-- start of PASSAGE GIVEN --

We finally found an internet cafe in the UK!! Yay for us.
We got into London on Sunday afternoon and after jumping through hoops to pick up the car we headed for Stratford Upon Avon, home of Shakespeare. Halfway there we had an initiation into English traffic congestion and were literally at a standstill on the motorway for about an hour. An accident up ahead stopped traffic in both directions, brought air ambulances and generally caused mayhem for all.
We eventually arrived in Stratford and found a B&B that would accept two slightly dodgy looking Australian travellers. Stratford itself was quite beautiful as we discovered when we took a short stroll into the centre of town for dinner. Of course, our first meal in the UK was in a pub. The pub was great, the food was great and dessert -- even greater.
We spent the next morning exploring everything Shakespeare. This included visiting the house where he was born, Anne Hathaway's cottage (pictured) and the dwellings of various other family members. (As it turned out, the house where his granddaughter's husband's brother's best friend -- or whoever it was -- lived, was very interesting. In all fairness, the tickets enabled you entry into all of them so we figured we may as well.)
After lunch it was off to Nottingham and Robin Hood country. After driving for hours, we reached Nottingham (and I have to say we were both a little disappointed). We then spent a ridiculous amount of time trying to find the castle by following the insanely inadequate British road signs (is now the time to go on a tangent about the abismal state of the British road signs in general?). Eventually we found it, parked illegally (didn't realize until after -- it's OK we escaped a visit from the parking inspector) and paid to go through the castle gates. That's when we discovered that the castle hasn't existed since the English civil war. Fabulous. Needless to say we didn't stay long.

-- end of PASSAGE GIVEN --
-- start of DATASET ROWS --

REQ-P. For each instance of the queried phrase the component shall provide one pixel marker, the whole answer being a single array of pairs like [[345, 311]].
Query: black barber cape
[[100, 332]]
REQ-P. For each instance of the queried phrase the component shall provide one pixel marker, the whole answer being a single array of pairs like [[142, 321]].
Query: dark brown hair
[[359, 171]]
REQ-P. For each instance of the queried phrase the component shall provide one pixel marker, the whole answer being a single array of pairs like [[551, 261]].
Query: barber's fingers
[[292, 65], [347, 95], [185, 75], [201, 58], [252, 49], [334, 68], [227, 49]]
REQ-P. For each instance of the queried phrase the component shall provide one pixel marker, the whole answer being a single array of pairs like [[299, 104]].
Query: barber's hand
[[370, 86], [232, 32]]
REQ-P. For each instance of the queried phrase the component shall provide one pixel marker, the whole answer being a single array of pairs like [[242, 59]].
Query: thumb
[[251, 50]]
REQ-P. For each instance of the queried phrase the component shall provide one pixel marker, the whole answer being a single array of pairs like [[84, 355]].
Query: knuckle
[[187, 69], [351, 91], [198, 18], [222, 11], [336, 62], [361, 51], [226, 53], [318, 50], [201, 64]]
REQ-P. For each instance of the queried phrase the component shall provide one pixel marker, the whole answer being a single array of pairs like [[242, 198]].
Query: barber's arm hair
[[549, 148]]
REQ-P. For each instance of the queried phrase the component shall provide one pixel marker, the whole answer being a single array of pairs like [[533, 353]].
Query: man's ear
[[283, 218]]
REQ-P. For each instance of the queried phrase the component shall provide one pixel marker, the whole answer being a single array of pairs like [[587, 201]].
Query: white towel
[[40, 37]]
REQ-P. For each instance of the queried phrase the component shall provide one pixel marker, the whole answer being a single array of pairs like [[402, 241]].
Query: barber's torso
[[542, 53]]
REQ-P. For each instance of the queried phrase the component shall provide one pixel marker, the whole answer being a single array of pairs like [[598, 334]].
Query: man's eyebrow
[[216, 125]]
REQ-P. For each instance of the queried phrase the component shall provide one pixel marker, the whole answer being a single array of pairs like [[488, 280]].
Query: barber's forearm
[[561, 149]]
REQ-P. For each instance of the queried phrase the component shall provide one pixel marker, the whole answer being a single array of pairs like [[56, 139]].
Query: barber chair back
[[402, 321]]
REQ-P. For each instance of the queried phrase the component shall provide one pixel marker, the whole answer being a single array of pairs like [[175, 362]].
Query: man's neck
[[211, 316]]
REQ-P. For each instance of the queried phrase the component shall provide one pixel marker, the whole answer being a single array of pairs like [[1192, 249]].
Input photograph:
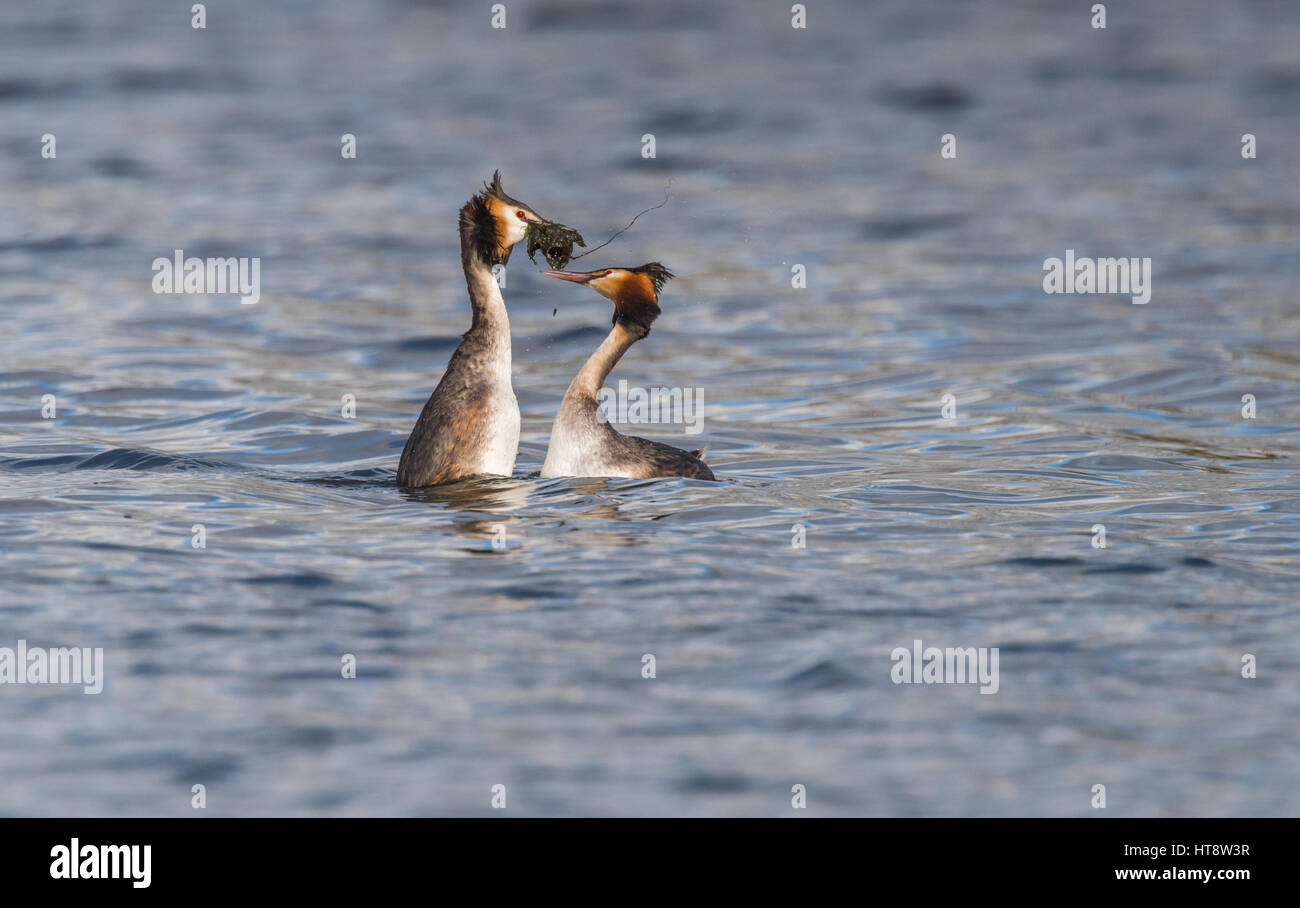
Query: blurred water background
[[523, 666]]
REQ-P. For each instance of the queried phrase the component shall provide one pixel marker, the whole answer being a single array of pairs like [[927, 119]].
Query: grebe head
[[494, 221], [633, 290]]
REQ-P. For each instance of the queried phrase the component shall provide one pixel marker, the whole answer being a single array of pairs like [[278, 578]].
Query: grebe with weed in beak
[[471, 423], [583, 444]]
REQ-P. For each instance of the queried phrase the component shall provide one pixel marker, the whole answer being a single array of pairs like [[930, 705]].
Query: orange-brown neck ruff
[[635, 305]]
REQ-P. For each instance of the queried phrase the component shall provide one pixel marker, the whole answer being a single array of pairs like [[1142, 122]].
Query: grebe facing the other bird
[[469, 424], [583, 444]]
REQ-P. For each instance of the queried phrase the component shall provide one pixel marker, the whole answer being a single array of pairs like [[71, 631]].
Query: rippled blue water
[[523, 665]]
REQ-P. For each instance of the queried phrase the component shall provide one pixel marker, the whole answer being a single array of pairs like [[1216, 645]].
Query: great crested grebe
[[583, 444], [471, 423]]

-- end of DATASET ROWS --

Answer these three questions from the travel post about driving in England:
(a) What stopped traffic in both directions on the motorway?
(b) Where did the travelers have their first meal in the UK?
(c) What did they discover after paying to go through the Nottingham castle gates?

(a) An accident up ahead.
(b) In a pub.
(c) The castle hasn't existed since the English civil war.